##### Texto dado #####

Mas o começo não poderia ser mais agitado. Os padres discutem entre si pequenos pormenores quanto à vida do Instituto. Todos têm espírito de fundadores. A 28 de Novembro, Afonso faz o voto, no seu diário, de que, aconteça o que acontecer, nunca abandonará o novo Instituto. Proíbe-se a si próprio de colocar dúvidas. Só se Deus lhe pedir para desistir… Mas bem sabemos que Deus nunca brinca connosco, nem é capaz de “voltar atrás”… Na Páscoa de 1733, Afonso será o único que permanece, apenas acompanhado de um irmão, de nome Vito Curzio, que entretanto entrara. Também Jesus fizera essa experiência de abandono, no Getsêmani. Mas isso não o impediria de ir até ao fim, sabendo que sairia vitorioso…

Como é que se desenvolve a vida deste incipiente Instituto, com apenas um padre e um irmão?

##### Dados fornecidos #####

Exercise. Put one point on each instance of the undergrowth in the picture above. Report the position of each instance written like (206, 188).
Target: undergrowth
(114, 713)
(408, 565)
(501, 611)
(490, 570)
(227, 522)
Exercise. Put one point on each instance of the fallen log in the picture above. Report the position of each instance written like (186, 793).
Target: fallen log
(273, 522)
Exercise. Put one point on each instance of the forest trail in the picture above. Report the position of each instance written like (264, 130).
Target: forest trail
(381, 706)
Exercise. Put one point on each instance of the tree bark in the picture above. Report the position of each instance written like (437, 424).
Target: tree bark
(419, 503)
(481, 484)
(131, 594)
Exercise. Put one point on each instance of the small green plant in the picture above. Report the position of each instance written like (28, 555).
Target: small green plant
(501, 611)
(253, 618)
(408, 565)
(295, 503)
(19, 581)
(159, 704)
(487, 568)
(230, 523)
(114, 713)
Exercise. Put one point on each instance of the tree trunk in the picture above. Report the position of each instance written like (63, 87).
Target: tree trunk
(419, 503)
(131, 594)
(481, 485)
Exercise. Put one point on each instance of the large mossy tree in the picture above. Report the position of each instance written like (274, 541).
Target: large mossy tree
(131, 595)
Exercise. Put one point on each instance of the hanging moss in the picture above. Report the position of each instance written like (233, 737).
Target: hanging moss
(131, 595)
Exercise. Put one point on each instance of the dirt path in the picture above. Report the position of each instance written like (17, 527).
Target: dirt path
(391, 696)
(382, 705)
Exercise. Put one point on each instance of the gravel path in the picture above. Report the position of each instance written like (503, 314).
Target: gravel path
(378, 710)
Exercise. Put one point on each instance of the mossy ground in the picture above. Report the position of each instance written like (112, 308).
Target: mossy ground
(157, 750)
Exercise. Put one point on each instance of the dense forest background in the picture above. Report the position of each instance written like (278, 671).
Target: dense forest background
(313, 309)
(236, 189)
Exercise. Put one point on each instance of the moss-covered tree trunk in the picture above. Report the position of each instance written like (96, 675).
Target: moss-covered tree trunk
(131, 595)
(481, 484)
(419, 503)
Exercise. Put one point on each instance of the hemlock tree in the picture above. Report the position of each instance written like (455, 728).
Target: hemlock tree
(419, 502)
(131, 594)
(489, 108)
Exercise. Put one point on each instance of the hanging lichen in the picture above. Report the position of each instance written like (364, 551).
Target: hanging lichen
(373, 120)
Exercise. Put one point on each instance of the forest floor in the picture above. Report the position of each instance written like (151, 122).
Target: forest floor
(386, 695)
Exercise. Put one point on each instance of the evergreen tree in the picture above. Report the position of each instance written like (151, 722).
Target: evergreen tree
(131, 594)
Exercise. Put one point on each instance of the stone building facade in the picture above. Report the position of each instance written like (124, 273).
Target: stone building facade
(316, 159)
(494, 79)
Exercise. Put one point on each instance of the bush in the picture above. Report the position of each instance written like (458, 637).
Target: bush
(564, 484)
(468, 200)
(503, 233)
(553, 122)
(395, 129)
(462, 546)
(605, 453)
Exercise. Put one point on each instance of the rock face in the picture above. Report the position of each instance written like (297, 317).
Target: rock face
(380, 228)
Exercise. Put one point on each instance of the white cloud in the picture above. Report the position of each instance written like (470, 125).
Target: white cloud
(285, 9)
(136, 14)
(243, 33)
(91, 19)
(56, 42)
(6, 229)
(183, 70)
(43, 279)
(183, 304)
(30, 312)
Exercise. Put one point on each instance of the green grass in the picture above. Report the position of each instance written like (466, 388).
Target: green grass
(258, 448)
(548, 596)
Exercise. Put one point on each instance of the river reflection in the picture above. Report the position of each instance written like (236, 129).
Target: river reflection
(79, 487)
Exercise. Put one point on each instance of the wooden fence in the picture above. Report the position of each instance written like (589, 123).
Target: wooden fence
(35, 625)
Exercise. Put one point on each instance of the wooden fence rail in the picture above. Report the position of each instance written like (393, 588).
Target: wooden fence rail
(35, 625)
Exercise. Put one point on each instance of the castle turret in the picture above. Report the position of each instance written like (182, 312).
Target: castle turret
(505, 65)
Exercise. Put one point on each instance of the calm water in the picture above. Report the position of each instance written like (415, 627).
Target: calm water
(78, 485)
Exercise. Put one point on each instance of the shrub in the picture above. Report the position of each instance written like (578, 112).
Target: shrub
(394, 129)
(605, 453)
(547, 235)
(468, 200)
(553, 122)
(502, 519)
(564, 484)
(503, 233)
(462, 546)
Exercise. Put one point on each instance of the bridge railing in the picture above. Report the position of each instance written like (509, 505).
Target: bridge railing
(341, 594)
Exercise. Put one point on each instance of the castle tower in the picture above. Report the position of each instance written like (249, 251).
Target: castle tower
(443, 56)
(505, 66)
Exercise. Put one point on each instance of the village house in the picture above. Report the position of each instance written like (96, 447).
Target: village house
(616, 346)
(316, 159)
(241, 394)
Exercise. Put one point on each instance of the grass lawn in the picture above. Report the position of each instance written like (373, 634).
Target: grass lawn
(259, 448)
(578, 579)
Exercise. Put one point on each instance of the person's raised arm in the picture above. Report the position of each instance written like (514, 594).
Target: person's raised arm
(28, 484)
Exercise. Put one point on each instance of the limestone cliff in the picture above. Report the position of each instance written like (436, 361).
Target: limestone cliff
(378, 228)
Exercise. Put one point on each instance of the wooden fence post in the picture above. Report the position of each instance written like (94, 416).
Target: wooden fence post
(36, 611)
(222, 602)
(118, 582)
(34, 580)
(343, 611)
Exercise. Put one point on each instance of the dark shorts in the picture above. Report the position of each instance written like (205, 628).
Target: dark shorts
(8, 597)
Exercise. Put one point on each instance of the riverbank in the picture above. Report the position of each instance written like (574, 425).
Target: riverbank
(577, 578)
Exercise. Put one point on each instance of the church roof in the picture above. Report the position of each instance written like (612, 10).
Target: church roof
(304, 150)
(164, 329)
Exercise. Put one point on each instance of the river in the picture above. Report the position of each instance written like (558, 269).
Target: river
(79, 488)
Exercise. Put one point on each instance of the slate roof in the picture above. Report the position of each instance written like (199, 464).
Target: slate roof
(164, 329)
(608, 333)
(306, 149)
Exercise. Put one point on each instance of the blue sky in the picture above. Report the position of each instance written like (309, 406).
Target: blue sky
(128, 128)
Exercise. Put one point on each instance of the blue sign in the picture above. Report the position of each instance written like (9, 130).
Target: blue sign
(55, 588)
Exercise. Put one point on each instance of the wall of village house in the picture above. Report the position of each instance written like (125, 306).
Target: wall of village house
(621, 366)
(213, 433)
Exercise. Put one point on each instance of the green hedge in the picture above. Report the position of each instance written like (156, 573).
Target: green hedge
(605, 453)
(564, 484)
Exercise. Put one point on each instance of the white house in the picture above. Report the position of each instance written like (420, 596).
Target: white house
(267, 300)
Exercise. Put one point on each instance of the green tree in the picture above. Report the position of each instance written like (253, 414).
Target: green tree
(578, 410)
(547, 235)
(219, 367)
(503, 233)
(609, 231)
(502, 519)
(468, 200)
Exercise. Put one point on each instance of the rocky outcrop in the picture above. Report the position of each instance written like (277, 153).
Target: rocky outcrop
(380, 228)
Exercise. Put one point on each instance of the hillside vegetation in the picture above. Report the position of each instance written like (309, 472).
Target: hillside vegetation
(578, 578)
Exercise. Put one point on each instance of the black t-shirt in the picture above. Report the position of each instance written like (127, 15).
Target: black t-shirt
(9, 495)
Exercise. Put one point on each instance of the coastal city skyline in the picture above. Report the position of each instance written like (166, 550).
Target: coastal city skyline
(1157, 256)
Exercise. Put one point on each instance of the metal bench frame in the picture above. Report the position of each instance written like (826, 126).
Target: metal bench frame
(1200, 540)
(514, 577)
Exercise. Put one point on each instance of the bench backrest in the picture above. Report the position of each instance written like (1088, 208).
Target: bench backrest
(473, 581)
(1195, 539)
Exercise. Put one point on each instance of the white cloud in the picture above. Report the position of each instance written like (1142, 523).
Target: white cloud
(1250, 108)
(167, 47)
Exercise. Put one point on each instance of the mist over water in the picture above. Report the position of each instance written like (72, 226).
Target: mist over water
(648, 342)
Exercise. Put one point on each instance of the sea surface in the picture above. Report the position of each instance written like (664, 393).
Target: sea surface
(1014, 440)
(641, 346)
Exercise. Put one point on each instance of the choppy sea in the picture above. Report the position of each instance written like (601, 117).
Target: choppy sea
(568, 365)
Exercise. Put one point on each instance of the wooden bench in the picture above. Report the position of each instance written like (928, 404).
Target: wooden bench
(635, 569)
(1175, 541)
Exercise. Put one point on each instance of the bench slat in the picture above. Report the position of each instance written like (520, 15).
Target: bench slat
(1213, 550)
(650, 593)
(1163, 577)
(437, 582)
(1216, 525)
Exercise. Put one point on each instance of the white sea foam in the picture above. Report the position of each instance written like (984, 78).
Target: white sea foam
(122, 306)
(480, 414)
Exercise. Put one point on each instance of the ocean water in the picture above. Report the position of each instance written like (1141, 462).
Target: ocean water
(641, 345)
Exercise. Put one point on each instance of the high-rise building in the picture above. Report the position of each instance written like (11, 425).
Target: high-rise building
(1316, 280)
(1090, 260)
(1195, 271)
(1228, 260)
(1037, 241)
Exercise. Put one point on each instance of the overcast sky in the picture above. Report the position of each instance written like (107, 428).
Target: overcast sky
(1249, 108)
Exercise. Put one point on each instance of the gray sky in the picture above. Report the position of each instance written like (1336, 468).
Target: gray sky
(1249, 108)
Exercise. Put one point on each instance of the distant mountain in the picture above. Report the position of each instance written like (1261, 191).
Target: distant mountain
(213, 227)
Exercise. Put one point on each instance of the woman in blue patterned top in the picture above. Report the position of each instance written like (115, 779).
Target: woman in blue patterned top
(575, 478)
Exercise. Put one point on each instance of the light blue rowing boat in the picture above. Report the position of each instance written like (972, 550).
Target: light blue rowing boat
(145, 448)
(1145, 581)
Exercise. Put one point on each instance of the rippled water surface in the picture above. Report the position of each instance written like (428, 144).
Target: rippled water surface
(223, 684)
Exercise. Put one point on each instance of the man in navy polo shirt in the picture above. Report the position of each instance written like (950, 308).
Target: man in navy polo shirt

#####

Volte a escrever, por inteiro e sem qualquer alteração, o texto sobre Afonso e o começo do novo Instituto.

Resolução do exercício:
Mas o começo não poderia ser mais agitado. Os padres discutem entre si pequenos pormenores quanto à vida do Instituto. Todos têm espírito de fundadores. A 28 de Novembro, Afonso faz o voto, no seu diário, de que, aconteça o que acontecer, nunca abandonará o novo Instituto. Proíbe-se a si próprio de colocar dúvidas. Só se Deus lhe pedir para desistir… Mas bem sabemos que Deus nunca brinca connosco, nem é capaz de “voltar atrás”… Na Páscoa de 1733, Afonso será o único que permanece, apenas acompanhado de um irmão, de nome Vito Curzio, que entretanto entrara. Também Jesus fizera essa experiência de abandono, no Getsêmani. Mas isso não o impediria de ir até ao fim, sabendo que sairia vitorioso…

Como é que se desenvolve a vida deste incipiente Instituto, com apenas um padre e um irmão?